=== Document extract ===

I’m reading ftp://ftp.qnx.com/usr/free/qnx4/os/libs/sync.tgz.readme as I
plan to use ftp://ftp.qnx.com/usr/free/qnx4/os/libs/sync.tgz to arbitrate
read and write access to the set of files.
There will be several processes reading files and one~two processes
writing to the same files.
Please give a hint - how do they know the names of the locks?
Do I initialize something prior to starting those processes and by that I
create lock’s names to use in readers and writers?
Tony.
This is what I see in rwlock.c:
int
init_rwlock(rwlock_t *p)
{
INITLOCK(p);
sem_init(&p->readwait, 0, 0);
sem_init(&p->writewait, 0, 0);
p->nreaders = p->nwriters = 0;
p->waitinreaders = p->waitinwriters = 0;
return 0;
}
The sem_init()'s second parameter is “int pshared”, if it is non-zero -
the semaphore is shared between the processes in the shared memory.
What if “int pshared” is zero as in the above “init_rwlock()” definition?
Does this mean I can not share theese semaphores in the shared memory?
May I edit the “init_rwlock()” definition so that “sem_init(&p->readwait,
1, 0); sem_init(&p->writewait, 1, 0);”, will it allow me to share the
semaphore structure?
I plan (now) to have the initializing prosess that will create the shared
memory and the semaphores there. This process is supposed to live forever.
All readers and writers would search the shared memory for the
semaphores…
Will it work for me?
Tony.
What frightens me is:
int
read_lock(volatile rwlock_t *l)
{
LOCK(l);
if (l->nwriters || l->waitingreaders || l->waitingwriters){
UNLOCK(l);
sem_wait(&l->readwait);
return 0;
}
l->nreaders++;
UNLOCK(l);
return 0;
}
If I were the first and only reader trying to read_lock() while there are
writers in progress, I will never increment “nreaders”.
The first thing I do after I read what I wanted (when I get my turn) - is
“read_unlock()”.
int
read_unlock(volatile rwlock_t *rw)

===

== Parts of the exercise ==
1. In the forum thread about the QNX read-write lock library, what is the name of the second parameter of sem_init()?
2. From the forum thread, reproduce word for word the section that begins at the words "Please give a" and stops after the words "readers and writers?".

=== Dataset ===

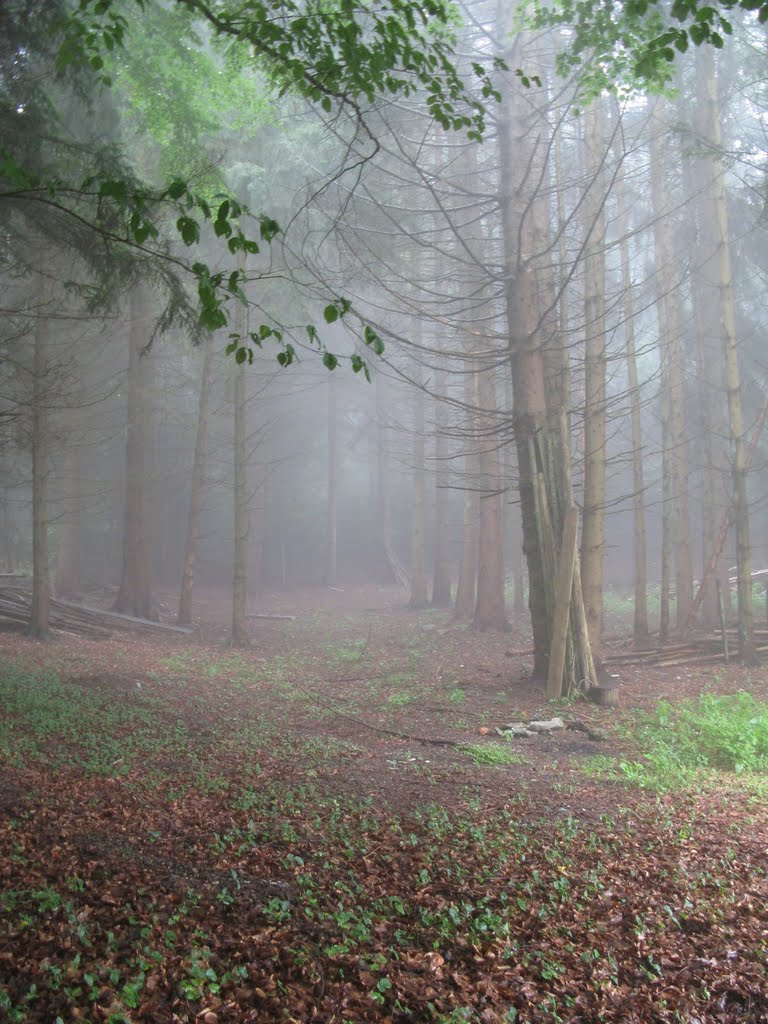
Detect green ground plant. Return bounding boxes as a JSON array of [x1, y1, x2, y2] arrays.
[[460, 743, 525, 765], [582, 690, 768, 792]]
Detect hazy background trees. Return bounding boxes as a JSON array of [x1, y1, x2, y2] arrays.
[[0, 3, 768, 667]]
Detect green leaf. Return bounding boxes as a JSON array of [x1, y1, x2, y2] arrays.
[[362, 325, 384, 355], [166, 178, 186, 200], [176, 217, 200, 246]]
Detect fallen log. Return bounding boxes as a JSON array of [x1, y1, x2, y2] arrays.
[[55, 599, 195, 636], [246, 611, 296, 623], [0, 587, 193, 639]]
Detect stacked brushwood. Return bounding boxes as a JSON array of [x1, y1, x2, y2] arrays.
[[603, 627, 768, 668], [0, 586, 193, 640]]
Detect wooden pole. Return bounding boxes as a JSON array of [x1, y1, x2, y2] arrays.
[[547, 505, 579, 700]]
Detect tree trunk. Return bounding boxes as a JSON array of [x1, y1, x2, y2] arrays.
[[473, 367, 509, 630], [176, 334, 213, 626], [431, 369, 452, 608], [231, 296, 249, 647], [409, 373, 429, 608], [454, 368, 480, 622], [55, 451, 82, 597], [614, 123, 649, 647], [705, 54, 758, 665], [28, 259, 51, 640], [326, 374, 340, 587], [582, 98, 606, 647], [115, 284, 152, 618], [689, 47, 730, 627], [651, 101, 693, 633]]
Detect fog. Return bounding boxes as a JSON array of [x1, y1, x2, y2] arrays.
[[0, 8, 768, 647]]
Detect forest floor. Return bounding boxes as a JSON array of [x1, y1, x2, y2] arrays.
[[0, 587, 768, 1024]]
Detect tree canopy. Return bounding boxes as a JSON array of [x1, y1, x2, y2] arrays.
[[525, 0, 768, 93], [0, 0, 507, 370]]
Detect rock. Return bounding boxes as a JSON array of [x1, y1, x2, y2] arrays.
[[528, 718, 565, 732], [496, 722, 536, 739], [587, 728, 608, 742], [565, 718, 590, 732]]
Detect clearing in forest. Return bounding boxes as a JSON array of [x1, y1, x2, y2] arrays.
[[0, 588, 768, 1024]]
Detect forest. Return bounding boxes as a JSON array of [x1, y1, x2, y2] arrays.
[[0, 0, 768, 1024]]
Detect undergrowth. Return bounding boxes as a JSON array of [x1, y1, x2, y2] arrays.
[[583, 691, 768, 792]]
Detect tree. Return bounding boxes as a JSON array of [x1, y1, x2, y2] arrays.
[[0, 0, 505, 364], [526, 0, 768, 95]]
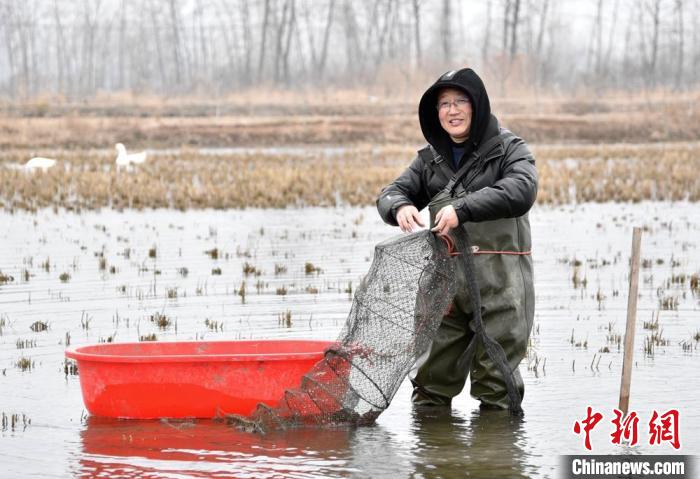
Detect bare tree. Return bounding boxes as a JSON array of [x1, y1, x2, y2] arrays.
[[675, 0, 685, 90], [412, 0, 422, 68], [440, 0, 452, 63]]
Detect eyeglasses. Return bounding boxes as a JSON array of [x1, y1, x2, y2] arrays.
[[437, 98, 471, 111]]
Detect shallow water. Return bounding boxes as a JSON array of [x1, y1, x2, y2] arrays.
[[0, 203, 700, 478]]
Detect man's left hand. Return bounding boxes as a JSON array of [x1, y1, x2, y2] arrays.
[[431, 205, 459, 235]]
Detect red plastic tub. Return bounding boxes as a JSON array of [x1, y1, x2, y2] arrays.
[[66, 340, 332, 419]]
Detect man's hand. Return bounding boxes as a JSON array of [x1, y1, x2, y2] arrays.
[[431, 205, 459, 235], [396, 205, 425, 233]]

===
=== Dataset ===

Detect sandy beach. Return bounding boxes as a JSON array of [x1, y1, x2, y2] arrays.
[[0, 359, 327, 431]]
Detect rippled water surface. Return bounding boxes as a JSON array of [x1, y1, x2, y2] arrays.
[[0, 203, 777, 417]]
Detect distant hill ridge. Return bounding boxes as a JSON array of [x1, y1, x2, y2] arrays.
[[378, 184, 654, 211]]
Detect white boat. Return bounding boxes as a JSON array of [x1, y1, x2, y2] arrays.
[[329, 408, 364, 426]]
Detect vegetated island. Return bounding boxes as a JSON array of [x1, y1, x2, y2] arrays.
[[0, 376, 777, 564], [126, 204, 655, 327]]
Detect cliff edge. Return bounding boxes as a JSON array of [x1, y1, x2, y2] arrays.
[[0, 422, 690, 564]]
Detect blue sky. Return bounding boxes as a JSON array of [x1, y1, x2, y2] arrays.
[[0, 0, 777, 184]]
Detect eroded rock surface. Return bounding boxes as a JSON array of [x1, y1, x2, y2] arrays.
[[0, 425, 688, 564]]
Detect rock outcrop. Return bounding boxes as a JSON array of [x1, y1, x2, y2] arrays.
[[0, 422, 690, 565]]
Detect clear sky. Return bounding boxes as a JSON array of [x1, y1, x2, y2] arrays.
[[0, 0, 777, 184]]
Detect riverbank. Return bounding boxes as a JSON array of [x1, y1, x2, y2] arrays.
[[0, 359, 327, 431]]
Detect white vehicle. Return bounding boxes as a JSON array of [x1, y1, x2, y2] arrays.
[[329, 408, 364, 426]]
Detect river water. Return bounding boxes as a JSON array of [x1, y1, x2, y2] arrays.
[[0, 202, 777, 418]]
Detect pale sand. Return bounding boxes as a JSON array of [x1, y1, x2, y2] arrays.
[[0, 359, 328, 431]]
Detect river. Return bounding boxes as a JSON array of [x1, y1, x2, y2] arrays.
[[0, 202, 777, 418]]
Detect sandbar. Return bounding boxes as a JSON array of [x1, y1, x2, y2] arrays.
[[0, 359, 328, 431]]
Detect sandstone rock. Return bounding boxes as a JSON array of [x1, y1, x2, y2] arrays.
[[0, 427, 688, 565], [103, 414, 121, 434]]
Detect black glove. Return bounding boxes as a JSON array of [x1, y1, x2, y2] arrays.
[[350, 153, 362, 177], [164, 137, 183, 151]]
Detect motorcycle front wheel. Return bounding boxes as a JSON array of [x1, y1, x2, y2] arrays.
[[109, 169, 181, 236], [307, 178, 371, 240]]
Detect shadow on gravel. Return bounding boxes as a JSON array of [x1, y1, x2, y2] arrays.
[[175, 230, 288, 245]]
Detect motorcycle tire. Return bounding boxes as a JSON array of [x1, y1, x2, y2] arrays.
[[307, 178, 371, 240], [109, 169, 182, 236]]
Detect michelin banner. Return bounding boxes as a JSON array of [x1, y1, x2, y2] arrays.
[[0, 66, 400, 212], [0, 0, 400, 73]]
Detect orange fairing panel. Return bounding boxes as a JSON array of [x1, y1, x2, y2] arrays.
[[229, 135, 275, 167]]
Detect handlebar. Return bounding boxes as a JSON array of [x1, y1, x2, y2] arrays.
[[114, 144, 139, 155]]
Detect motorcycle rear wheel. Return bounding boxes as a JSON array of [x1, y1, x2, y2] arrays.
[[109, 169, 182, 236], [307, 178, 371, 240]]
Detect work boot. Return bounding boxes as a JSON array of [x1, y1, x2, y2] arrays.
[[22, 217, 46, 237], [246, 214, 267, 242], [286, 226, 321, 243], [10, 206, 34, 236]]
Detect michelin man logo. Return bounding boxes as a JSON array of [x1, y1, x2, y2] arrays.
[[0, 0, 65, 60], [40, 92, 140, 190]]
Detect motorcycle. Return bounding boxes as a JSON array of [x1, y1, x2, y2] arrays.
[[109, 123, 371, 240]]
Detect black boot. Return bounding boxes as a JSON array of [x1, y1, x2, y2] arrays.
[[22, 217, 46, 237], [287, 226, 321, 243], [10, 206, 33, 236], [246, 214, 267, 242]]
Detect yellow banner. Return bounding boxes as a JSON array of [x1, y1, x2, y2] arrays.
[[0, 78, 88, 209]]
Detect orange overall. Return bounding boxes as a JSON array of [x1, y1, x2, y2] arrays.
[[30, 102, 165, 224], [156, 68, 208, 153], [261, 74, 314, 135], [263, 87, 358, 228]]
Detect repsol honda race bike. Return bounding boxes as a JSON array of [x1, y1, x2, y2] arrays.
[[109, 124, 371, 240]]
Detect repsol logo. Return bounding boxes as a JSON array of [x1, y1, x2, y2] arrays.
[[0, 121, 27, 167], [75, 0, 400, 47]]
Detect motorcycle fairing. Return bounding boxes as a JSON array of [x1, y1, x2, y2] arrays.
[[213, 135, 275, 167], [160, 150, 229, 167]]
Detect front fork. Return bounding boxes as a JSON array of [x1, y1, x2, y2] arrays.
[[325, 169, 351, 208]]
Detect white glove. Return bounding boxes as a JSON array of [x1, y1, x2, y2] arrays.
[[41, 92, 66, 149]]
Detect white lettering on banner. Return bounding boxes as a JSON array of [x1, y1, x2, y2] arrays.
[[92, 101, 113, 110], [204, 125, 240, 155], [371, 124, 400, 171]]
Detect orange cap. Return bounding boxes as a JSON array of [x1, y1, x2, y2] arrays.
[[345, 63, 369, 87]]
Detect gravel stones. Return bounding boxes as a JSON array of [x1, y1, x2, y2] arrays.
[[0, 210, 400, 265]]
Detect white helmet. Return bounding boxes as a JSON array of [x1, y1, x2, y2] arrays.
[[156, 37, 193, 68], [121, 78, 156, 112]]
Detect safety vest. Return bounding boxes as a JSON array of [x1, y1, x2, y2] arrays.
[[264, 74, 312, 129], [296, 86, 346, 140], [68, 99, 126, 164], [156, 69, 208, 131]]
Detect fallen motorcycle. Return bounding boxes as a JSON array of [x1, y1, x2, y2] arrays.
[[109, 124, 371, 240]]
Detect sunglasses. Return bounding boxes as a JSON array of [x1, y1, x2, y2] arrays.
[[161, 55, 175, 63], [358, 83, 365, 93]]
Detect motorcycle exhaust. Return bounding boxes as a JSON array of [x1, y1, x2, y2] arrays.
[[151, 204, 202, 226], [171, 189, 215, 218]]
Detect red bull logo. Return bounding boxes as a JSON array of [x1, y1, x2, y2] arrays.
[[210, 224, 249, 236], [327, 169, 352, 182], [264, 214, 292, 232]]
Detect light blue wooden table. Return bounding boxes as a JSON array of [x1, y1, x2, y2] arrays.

===
=== Dataset ===

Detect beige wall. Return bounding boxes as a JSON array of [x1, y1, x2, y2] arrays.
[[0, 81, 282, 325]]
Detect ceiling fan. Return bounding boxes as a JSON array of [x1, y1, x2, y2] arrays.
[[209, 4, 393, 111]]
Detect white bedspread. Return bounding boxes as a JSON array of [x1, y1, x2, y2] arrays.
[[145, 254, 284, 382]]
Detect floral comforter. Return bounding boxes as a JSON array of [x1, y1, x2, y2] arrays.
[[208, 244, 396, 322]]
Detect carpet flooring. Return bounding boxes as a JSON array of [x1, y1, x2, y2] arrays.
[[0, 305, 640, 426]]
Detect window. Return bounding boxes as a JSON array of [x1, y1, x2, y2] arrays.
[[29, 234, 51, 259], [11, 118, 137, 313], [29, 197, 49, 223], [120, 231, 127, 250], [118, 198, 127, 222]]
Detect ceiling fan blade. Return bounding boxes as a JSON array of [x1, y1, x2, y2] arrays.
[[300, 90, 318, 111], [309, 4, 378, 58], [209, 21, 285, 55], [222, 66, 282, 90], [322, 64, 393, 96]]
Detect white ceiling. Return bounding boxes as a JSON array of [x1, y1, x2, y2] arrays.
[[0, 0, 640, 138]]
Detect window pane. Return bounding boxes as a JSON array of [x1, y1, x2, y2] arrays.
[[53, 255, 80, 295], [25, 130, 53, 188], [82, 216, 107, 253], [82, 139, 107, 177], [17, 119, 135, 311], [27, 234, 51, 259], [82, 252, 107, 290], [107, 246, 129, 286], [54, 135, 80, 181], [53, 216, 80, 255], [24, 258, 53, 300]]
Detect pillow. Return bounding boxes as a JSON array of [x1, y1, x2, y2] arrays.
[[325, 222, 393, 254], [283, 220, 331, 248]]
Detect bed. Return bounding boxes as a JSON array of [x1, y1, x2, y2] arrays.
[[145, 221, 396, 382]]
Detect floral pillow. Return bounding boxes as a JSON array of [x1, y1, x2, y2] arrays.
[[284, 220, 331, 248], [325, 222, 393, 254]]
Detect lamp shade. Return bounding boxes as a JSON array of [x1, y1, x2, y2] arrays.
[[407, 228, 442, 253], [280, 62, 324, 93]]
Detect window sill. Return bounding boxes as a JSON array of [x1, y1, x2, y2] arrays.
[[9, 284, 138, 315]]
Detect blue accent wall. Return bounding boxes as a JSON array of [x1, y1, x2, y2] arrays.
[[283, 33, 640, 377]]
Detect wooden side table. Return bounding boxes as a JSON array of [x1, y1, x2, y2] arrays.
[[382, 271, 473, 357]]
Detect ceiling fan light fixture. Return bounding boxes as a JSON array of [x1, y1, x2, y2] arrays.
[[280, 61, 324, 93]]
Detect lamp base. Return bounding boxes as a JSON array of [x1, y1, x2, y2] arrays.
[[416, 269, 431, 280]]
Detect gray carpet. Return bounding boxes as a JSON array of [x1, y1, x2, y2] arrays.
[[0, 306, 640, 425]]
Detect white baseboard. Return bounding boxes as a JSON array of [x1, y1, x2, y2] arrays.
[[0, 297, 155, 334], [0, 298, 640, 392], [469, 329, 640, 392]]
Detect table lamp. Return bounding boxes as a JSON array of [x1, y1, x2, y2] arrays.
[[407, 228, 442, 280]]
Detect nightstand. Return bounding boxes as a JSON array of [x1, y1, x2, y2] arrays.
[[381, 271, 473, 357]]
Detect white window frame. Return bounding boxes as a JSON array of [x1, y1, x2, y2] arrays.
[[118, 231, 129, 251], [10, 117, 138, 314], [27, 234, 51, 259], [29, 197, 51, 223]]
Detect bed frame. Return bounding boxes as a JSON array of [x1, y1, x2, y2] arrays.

===

== Solved tasks ==
1. The second parameter is "int pshared".

2.
Please give a hint - how do they know the names of the locks?
Do I initialize something prior to starting those processes and by that I
create lock’s names to use in readers and writers?